Exercise brief: Please answer from the interview excerpt below: what kind of games does Spector say he has made a bunch of?

Selected passage:
>> START

RPS: Something I say to people: the problem with games is that I like too many of them.
Spector: Wow. That’s not my problem.
RPS: In other words, I can kind of appreciate every genre. I can see something of worth. But there should be more games – very popular games – which I can’t see the merit in, which I despise which other people love. That’s what a wide demographic means – that it’s not all just for you anymore. That’s why people get angry over SingStar or Lego Star Wars – it’s not for them, and since once games all were, that scares them. I think the future of games is wider and more interesting. I’m fine with becoming a sub demographic rather than THE demographic.
Spector: Absolutely. I’ve made a bunch of M-rated games for guys who like shooters and RPGs. I’m going to take one and not that. I genuinely believe if people give it a chance, they’ll find all sorts of amazing gameplay they’ll really enjoy… but it’s very much not the sort of stuff I’ve done up to now. But the next one? Who knows? It may be much more traditional. Give a guy a break! The interesting thing is, as an independent going out and pitching, I was struck by how typecast I’d become and how typecast the studio was before we even released a game. People just want more of what you’ve already done. There’s a comfort factor there – this guy does this kind of thing and that guy does that kind of thing, and I understand that so I don’t have to think. But you’re going to have to think about this one.

>> END

Listed entries:

>> START

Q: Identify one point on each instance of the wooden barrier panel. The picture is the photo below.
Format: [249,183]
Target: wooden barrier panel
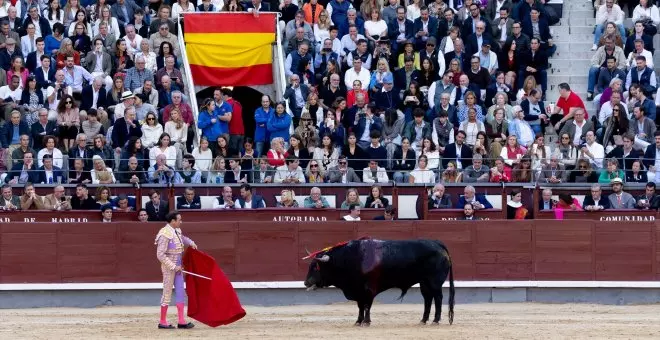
[611,215]
[267,251]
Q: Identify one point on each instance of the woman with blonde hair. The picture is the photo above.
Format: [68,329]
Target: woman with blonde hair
[315,173]
[352,197]
[287,199]
[100,173]
[216,174]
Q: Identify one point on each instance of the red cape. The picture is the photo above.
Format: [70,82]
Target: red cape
[211,302]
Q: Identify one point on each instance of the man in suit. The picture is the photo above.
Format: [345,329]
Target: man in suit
[125,128]
[57,200]
[9,201]
[620,199]
[294,93]
[45,74]
[503,26]
[553,173]
[407,74]
[544,35]
[438,199]
[470,24]
[478,201]
[33,60]
[649,199]
[458,152]
[41,128]
[33,17]
[400,30]
[424,27]
[82,200]
[48,173]
[264,173]
[342,173]
[188,201]
[468,213]
[156,208]
[123,11]
[546,202]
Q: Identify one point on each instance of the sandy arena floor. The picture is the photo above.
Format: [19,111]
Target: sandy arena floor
[479,321]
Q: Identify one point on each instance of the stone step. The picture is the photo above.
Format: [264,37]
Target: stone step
[582,29]
[580,13]
[555,79]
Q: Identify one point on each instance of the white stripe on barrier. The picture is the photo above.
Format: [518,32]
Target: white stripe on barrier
[299,285]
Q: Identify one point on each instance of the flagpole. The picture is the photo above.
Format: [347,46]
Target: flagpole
[193,274]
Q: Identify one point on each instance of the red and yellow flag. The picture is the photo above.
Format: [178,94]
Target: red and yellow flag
[232,49]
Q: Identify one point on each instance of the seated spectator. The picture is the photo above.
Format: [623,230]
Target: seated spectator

>> END

Completed exercise: M-rated games for guys who like shooters and RPGs.